= Lo que se pide =
A: Según la selección, ¿a qué aldea huyeron en masa los cristianos unos 30 años después de la Crucifixión?
B: Resume de forma más breve el párrafo de la selección que comienza con "Y esta opinión o presunción mía", conservando sus datos principales.
C: Transcribe sin cambios el fragmento de la selección que empieza en "Y esta opinión" y acaba en "por San Pablo.".

= Selección =
- - -
Me dirán que eso no fue “señal” de fuga de Jerusa­lén por los neófitos. Pues sí señor lo fue. Empezaron a desfilar (a filer doux, como dice el francés) desde la Crucifixión, empezando por los Apóstoles, exceptuan­do Santiago el Mayor, Obispo de Jerusalén. Instarás: pero la fuga en masa de los cristianos a la aldea montañosa de Pella en la Transjordania ¿no fue unos 30 años después de la Crucifixión? Concedo; pero para esa fuga última y urgente, Cristo dio otra señal: “Cuando veáis la ciudad sitiada aunque no del todo”[8]; y eso entendieron bien los neófitos. Pues el primer sitio de Jerusalén por Vespasiano fue flojo y daba lugar a huir; el segundo, seis meses después por Tito (nombrado su padre Emperador de Roma), fue cerradísimo, incluso por una enorme muralla, el Romanum Vallum, contra el cual se estrellaban los míseros fugitivos y eran reen­viados a la urbe “condenada por Dios” (palabras del Príncipe Tito), las mujeres con las manos o los pechos amputados, los varones eventrados para buscar oro o joyas, tragados para ocultarlos —es decir, cadáveres, si hemos de creer al historiador Josefo. Todos los otros “signos” de los Santos Padres —poco o nada cuidado­sos de las fechas— acontecieron después del cerco de Tito: cuando ya no había caso de huir.
Y esta opinión o presunción mía (que no doy sin pruebas) se confirma con el hecho de que este “signo” de la desolación abominable, serálo también del fin del mundo, pues al fin del mundo lo aplica Daniel; y tam­bién Cristo, como “antitypo”. A los dos finales debe pues convenir el signo, a los dos desastres, al typo y al antitypo; y San Pablo cuando habla del Anticristo, da como señal el sacrilegio religioso, y no otra cosa: “Se sentará en el Templo de Dios haciéndose dios”[9], es decir, se apoderará de la religión para sus fines, como habían hecho los fariseos; en forma aún más nefanda el Anticristo. Interpretación de la “abominación” por San Pablo.
- - -
= Extracto de datos =
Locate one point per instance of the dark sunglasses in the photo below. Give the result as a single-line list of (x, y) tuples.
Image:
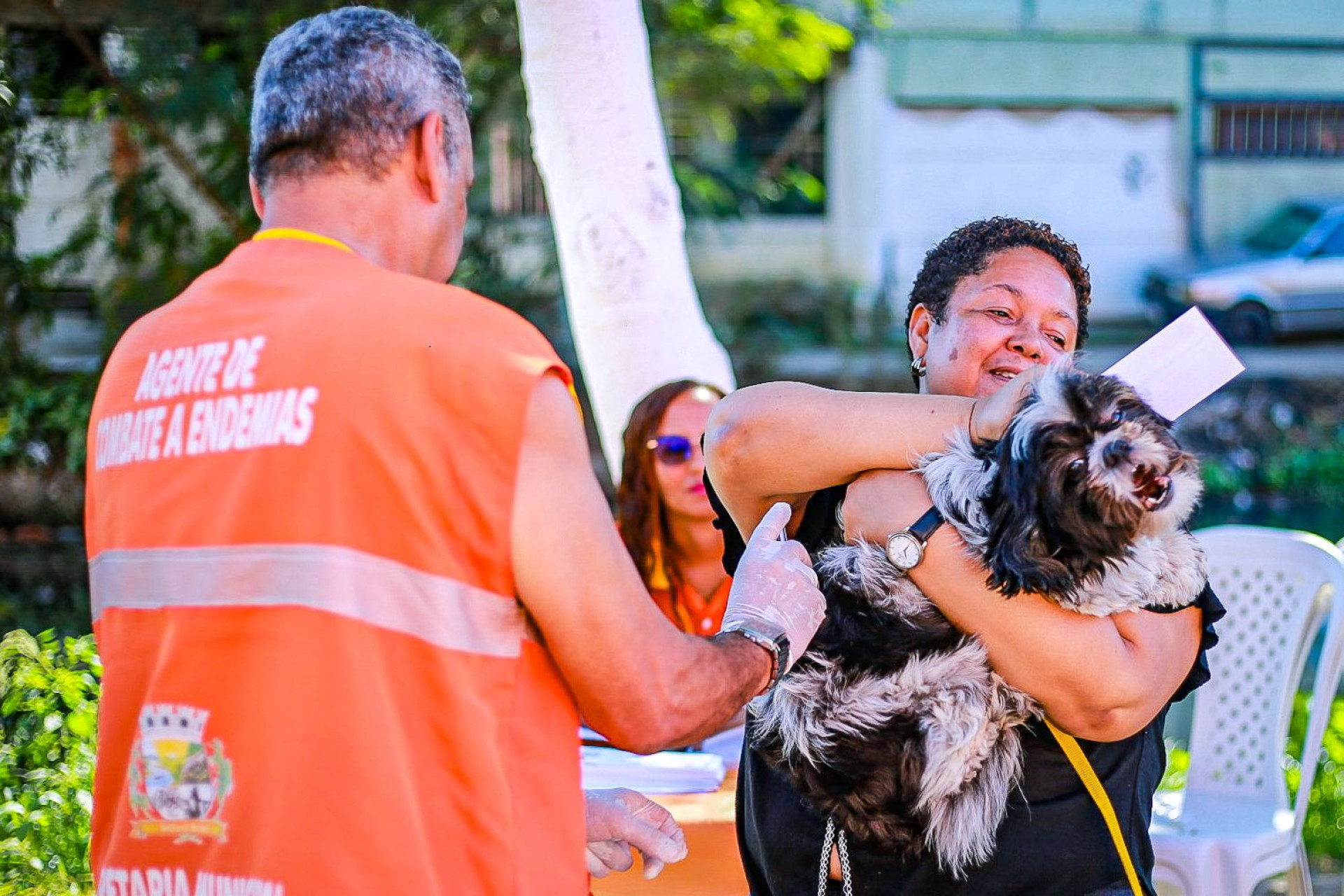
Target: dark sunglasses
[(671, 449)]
- - -
= Soluciones =
A: A Pella, una aldea montañosa de la Transjordania.

B: La opinión del autor se confirma porque el "signo" de la desolación abominable lo será también del fin del mundo, según lo aplican Daniel y Cristo como "antitypo". Por eso el signo debe convenir a ambos desastres, el typo y el antitypo. San Pablo da como señal del Anticristo el sacrilegio religioso: se sentará en el Templo de Dios haciéndose dios. Es decir, se apoderará de la religión para sus fines, como los fariseos, pero de forma aún más nefanda.

C:
Y esta opinión o presunción mía (que no doy sin pruebas) se confirma con el hecho de que este “signo” de la desolación abominable, serálo también del fin del mundo, pues al fin del mundo lo aplica Daniel; y tam­bién Cristo, como “antitypo”. A los dos finales debe pues convenir el signo, a los dos desastres, al typo y al antitypo; y San Pablo cuando habla del Anticristo, da como señal el sacrilegio religioso, y no otra cosa: “Se sentará en el Templo de Dios haciéndose dios”[9], es decir, se apoderará de la religión para sus fines, como habían hecho los fariseos; en forma aún más nefanda el Anticristo. Interpretación de la “abominación” por San Pablo.